[start of Records for processing]
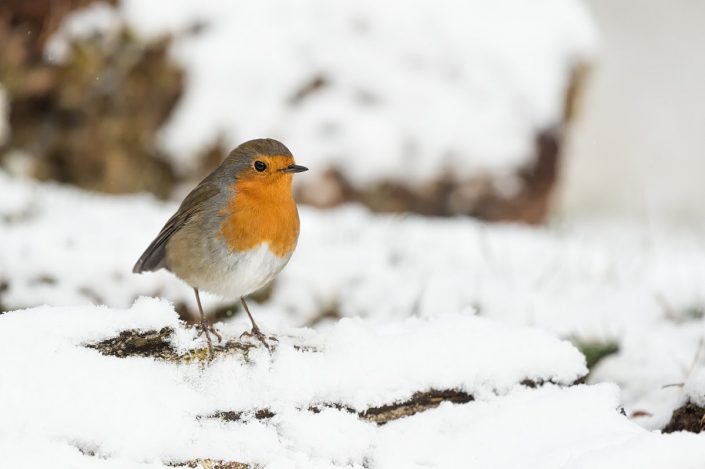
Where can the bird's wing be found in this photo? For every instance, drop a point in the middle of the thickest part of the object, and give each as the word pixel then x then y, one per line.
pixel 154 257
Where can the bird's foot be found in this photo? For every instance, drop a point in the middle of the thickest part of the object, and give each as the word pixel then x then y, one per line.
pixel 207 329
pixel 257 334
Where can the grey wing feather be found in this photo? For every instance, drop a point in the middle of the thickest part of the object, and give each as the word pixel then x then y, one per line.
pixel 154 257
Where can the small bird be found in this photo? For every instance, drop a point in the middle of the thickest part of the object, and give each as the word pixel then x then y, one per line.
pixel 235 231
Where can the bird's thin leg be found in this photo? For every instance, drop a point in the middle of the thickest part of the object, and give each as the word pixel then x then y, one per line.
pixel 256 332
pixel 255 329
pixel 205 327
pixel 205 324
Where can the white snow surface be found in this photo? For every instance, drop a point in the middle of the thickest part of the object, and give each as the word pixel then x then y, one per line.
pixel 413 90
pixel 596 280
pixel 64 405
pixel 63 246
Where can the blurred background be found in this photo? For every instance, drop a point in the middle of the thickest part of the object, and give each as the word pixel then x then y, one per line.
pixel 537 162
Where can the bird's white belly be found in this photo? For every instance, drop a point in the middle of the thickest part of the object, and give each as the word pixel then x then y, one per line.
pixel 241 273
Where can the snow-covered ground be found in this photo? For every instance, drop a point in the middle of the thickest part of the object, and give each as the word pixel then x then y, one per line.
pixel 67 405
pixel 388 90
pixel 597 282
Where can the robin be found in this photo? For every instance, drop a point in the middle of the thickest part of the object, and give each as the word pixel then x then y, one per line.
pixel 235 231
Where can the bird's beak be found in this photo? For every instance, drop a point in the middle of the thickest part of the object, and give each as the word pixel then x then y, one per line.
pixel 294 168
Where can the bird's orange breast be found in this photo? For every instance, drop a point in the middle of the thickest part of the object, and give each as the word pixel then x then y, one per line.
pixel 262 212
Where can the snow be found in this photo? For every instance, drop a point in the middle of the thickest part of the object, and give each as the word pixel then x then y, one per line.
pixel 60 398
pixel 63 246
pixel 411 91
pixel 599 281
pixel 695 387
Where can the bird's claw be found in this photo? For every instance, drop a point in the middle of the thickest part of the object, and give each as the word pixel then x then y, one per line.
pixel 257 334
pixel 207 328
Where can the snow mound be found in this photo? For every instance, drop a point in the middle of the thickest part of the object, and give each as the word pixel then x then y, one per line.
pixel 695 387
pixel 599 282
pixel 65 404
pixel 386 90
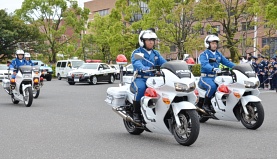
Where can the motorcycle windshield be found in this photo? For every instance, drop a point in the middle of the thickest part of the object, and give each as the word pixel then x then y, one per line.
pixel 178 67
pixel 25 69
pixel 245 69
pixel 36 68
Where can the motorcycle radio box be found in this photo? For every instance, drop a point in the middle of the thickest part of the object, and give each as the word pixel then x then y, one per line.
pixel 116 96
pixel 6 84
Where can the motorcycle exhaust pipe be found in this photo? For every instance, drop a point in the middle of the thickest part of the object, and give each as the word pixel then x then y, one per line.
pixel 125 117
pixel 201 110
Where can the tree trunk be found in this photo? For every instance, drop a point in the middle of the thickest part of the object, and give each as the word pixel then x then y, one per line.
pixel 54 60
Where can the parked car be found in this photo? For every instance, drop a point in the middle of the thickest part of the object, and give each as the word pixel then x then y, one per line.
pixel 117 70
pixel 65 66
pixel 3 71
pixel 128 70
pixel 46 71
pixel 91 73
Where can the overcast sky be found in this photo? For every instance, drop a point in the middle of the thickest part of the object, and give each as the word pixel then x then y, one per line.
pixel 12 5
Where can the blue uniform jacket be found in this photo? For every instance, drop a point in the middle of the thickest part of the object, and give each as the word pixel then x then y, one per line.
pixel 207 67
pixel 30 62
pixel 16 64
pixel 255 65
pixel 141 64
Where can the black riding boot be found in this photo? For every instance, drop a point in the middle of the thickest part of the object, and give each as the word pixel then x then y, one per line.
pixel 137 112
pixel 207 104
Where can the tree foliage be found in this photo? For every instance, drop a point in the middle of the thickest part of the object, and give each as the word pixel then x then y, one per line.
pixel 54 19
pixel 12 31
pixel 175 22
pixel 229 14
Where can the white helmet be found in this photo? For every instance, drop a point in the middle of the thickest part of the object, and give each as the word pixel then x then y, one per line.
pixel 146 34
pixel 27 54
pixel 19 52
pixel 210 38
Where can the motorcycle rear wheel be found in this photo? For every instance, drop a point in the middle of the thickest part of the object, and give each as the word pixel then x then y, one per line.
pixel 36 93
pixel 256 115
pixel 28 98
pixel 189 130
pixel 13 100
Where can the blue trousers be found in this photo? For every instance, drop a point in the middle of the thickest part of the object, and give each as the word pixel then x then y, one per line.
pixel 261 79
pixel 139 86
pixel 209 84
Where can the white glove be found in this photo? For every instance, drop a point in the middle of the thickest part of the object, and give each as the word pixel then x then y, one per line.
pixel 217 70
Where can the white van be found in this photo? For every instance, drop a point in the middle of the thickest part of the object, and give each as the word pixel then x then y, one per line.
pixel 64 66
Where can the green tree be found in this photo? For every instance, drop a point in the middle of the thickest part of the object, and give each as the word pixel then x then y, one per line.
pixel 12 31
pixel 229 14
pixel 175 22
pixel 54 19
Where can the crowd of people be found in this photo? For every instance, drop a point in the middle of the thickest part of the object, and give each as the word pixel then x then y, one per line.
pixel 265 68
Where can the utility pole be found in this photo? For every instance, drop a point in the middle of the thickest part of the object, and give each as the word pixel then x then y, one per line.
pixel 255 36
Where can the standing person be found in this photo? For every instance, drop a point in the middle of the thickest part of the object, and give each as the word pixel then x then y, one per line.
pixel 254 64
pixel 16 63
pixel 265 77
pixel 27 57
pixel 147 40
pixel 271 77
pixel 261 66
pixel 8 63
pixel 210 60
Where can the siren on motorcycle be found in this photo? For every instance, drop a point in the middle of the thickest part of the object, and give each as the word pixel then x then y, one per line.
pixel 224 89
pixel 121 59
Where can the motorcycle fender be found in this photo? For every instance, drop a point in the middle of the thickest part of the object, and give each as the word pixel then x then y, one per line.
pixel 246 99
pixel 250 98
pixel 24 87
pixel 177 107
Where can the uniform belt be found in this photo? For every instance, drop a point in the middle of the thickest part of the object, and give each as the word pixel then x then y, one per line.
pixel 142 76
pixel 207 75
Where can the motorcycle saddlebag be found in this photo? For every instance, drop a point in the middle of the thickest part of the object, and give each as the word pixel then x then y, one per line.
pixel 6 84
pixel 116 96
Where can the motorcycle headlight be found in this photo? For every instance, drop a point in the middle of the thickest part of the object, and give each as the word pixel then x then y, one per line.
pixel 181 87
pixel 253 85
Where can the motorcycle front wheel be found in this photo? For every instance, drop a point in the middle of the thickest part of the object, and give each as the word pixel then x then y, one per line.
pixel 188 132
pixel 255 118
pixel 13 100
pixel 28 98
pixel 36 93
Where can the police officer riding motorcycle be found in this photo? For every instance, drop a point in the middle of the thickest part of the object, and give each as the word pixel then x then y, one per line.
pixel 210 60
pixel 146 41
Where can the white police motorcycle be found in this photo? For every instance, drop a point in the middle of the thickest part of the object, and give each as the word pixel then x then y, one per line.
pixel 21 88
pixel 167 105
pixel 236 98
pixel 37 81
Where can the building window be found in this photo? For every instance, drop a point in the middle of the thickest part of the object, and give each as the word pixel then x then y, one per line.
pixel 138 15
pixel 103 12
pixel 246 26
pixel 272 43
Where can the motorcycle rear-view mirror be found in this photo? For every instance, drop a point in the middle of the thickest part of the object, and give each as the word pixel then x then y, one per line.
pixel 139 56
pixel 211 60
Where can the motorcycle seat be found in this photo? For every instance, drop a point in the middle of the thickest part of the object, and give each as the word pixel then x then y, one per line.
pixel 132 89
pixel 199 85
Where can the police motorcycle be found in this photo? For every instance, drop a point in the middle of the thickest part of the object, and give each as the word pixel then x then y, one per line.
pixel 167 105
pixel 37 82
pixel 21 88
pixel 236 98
[end of Records for processing]
__Work required__. Copy exactly, word for word, the line with "Where can the building" through the final line of the listing.

__Written reply__.
Where can the building window be found in this photo? For every instance, drop a point in the middle of the thickest part of the object, and give each as the word pixel then x then y, one per line.
pixel 138 15
pixel 103 12
pixel 246 26
pixel 272 43
Where can the motorcycle rear-view mirror be found in this photo? For every instance, drop a point in the middle of the thickest part of the object, and give each as the word pixel then x then y, one per line.
pixel 139 56
pixel 211 60
Where can the motorcycle seat be found in this photo? For every instance, drop a point in the middle of the thickest part of the object, and give each as the word pixel then x then y, one per line.
pixel 132 89
pixel 199 85
Where can the police motorcycle be found in this photo? For every instance, drop a point in the middle of the thickest part of the object, and give each as the word pixel then x then y, one per line.
pixel 167 105
pixel 37 82
pixel 21 88
pixel 236 98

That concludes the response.